[Items from a dataset]

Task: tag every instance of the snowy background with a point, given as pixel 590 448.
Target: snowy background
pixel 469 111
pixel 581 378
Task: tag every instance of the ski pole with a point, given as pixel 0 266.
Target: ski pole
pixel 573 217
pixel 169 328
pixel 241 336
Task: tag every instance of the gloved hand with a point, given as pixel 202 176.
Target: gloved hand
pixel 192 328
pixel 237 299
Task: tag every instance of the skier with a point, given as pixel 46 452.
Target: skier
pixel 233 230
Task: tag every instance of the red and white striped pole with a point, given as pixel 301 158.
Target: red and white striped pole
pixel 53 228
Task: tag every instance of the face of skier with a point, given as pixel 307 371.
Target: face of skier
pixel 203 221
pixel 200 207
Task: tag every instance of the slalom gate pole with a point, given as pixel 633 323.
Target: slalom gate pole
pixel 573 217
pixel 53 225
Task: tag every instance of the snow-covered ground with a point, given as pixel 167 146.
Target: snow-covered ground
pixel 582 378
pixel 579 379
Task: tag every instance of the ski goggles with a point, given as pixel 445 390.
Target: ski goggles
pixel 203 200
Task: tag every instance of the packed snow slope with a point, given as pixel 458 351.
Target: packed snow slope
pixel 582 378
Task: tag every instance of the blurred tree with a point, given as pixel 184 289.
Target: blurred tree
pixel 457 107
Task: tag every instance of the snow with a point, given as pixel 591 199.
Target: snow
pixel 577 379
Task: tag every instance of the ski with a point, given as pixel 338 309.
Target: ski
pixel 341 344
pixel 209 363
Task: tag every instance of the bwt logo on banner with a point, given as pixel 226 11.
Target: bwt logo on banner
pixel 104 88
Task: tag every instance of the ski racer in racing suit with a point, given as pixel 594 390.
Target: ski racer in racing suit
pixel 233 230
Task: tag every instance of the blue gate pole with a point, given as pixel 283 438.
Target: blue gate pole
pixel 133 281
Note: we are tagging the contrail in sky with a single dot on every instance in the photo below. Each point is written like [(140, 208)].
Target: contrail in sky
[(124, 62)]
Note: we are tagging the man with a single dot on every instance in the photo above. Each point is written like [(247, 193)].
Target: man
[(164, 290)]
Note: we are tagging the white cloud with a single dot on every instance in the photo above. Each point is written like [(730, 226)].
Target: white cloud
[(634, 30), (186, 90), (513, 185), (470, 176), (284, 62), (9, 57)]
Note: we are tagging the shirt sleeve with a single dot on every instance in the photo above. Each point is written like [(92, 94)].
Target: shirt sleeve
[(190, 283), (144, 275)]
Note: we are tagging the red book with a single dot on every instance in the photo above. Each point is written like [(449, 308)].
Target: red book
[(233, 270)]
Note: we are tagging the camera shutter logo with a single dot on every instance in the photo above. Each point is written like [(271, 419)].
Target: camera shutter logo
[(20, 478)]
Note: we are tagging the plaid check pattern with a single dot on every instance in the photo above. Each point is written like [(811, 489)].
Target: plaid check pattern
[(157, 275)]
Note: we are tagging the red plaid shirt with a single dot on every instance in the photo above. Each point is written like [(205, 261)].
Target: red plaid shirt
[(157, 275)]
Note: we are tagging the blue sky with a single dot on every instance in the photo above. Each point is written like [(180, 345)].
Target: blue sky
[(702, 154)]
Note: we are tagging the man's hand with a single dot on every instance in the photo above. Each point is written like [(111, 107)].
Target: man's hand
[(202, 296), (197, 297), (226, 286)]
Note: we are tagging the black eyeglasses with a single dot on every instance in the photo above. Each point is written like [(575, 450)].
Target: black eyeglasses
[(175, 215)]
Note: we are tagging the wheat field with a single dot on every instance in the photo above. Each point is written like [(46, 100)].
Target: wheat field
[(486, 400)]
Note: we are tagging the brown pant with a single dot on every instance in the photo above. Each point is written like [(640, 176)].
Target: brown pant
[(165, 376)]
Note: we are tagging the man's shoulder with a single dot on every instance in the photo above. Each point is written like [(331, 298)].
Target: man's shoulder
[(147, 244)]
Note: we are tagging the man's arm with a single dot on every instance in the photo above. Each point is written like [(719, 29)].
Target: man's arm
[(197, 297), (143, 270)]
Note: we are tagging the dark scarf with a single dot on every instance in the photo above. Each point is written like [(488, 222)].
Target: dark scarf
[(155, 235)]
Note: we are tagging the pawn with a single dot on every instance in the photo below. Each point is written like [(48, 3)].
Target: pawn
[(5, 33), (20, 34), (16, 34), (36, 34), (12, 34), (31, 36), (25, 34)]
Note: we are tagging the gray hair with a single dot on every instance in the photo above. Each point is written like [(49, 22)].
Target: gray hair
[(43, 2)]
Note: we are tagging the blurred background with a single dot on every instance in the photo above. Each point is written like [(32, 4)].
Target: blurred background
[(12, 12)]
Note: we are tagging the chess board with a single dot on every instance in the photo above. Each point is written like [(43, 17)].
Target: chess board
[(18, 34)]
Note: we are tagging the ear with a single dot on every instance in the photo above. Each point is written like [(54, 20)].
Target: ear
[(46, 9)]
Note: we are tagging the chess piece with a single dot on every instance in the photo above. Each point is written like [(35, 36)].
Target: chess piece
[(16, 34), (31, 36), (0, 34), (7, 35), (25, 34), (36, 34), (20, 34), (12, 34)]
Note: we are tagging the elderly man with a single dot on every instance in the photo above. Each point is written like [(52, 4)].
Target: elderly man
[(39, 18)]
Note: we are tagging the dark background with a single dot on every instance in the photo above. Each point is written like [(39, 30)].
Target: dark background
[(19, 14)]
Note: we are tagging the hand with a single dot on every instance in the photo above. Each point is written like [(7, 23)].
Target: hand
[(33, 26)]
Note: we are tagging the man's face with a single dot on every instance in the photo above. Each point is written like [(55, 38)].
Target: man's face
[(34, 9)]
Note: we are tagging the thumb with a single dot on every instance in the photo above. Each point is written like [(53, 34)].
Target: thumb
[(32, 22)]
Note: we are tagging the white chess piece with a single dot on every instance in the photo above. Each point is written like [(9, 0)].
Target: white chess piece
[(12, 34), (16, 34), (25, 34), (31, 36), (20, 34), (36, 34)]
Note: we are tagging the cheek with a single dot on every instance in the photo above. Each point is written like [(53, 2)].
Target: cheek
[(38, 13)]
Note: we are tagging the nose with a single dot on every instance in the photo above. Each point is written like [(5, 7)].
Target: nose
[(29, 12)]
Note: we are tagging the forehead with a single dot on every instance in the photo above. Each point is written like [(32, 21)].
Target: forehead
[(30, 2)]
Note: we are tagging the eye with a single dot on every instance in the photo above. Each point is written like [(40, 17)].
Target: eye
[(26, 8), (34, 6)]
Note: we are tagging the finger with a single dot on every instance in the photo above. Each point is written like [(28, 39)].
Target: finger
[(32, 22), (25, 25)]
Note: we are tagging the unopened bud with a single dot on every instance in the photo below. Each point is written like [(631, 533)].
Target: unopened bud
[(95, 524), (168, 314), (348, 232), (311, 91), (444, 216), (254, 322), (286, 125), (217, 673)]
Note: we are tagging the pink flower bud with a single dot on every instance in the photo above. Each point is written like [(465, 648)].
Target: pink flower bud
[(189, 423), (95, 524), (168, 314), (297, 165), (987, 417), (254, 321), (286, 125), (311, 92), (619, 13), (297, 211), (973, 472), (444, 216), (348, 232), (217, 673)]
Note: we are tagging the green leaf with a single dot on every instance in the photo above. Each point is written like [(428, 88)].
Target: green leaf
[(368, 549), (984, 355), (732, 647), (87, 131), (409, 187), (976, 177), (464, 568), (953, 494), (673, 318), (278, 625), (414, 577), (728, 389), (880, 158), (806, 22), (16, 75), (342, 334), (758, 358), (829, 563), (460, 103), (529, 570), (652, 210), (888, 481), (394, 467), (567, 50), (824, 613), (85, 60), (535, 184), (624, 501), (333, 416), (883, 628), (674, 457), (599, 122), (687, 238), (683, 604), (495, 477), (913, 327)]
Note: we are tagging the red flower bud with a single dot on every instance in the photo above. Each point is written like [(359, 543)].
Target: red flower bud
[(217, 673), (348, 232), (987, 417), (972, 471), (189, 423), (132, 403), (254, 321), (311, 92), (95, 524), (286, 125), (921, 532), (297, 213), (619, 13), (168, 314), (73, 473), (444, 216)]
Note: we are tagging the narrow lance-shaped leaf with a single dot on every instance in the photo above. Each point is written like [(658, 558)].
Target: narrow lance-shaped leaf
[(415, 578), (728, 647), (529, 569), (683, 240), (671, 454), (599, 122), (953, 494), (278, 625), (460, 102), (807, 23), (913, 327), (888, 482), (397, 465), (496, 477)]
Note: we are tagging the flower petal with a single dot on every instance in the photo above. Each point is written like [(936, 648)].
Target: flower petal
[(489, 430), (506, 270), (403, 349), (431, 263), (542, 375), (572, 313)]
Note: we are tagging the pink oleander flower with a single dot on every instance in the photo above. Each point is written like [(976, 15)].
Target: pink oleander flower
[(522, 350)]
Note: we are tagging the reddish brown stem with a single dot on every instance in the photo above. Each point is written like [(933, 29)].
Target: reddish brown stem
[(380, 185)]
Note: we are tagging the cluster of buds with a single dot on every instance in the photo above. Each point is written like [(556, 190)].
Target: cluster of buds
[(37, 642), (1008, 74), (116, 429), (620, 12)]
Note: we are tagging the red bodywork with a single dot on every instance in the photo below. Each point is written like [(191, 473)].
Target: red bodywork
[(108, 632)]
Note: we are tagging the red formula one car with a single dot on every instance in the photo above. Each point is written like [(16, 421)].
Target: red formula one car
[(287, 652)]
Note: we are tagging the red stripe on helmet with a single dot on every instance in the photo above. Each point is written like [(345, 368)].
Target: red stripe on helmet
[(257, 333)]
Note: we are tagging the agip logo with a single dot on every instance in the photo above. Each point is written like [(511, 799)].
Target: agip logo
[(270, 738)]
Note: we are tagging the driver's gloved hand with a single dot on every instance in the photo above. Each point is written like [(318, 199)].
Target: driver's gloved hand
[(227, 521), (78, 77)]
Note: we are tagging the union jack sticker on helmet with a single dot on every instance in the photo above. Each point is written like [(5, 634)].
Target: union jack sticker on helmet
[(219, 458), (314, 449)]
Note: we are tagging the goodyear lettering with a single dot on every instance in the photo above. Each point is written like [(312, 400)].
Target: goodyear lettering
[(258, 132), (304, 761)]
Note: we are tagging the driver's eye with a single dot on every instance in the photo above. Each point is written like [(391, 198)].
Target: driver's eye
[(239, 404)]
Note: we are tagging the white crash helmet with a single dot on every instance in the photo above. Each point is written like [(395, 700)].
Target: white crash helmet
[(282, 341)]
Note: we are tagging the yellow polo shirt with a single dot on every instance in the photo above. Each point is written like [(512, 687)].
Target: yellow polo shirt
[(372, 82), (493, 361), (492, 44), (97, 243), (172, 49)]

● Your objective: Look above for the line containing "Note: we are tagging the man's hand" and the line containing "Note: we are tagging the pawn". Transcribe both, with the lines between them, exactly.

● Completed exercise:
Note: we are tagging the man's hand with a single dot on every instance in the photo above. Each point is written like [(111, 107)].
Target: man's hand
[(202, 296), (197, 297), (226, 286)]
Note: we are tagging the black eyeglasses with a single dot on every instance in the photo above. Each point is written like [(575, 450)].
Target: black eyeglasses
[(175, 215)]
Note: we are tagging the wheat field with a single dot on every instance in the photo above. Each point is written like [(46, 100)].
Target: wheat field
[(486, 400)]
Note: we are tagging the brown pant with a single dot on every instance in the photo above. Each point is written like [(640, 176)].
Target: brown pant
[(165, 376)]
Note: we are tagging the man's shoulder with a single dot on every instance in the photo above. Each point is written like [(331, 298)].
Target: man's shoulder
[(147, 244)]
Note: we are tagging the man's arm with a single dot on every instance in the photo above. Each point is written like [(719, 29)].
Target: man's arm
[(197, 297), (143, 270)]
Note: we are tagging the dark scarf with a single dot on every instance in the photo above. Each point is written like [(488, 222)].
Target: dark scarf
[(155, 235)]
Note: we are tagging the pawn with a single dot on every instance in the photo below. Each point is written like [(48, 3)].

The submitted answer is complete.